> **WHAT TO PRODUCE**
Please locate each line in the entries below that contains the word "white", and copy those lines out in full.

Rows taken from a pointing dataset:

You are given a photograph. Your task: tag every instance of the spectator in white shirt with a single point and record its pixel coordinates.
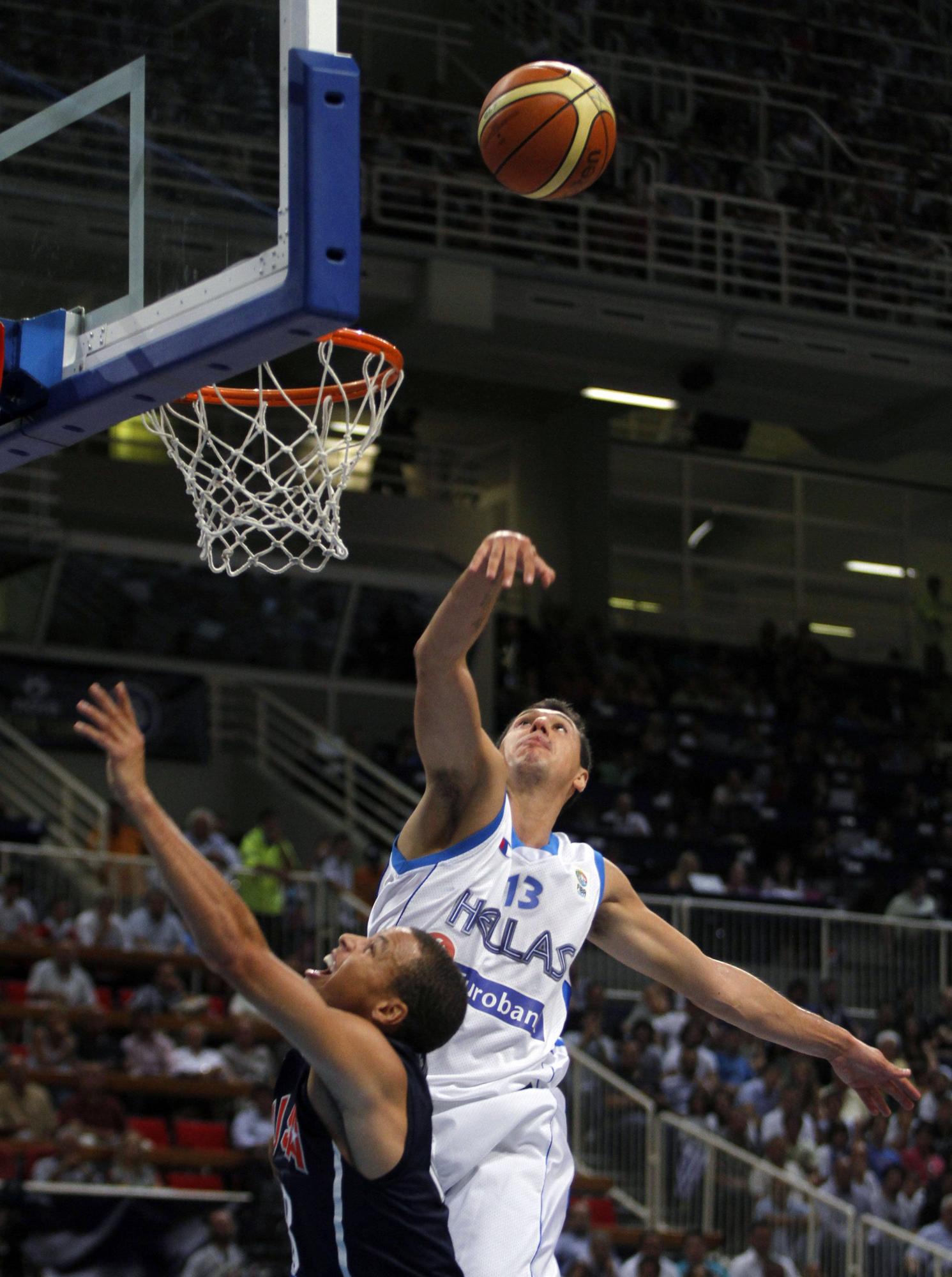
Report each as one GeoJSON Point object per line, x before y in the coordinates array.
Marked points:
{"type": "Point", "coordinates": [254, 1127]}
{"type": "Point", "coordinates": [246, 1059]}
{"type": "Point", "coordinates": [61, 980]}
{"type": "Point", "coordinates": [650, 1250]}
{"type": "Point", "coordinates": [940, 1233]}
{"type": "Point", "coordinates": [775, 1122]}
{"type": "Point", "coordinates": [623, 819]}
{"type": "Point", "coordinates": [202, 831]}
{"type": "Point", "coordinates": [692, 1036]}
{"type": "Point", "coordinates": [759, 1260]}
{"type": "Point", "coordinates": [59, 924]}
{"type": "Point", "coordinates": [220, 1257]}
{"type": "Point", "coordinates": [17, 916]}
{"type": "Point", "coordinates": [155, 926]}
{"type": "Point", "coordinates": [914, 902]}
{"type": "Point", "coordinates": [101, 928]}
{"type": "Point", "coordinates": [193, 1058]}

> **WRITTEN RESPONSE**
You are given a photograph. Your task: tag every instance of the spectator in white shirt with a single point and record its pixel coordinates.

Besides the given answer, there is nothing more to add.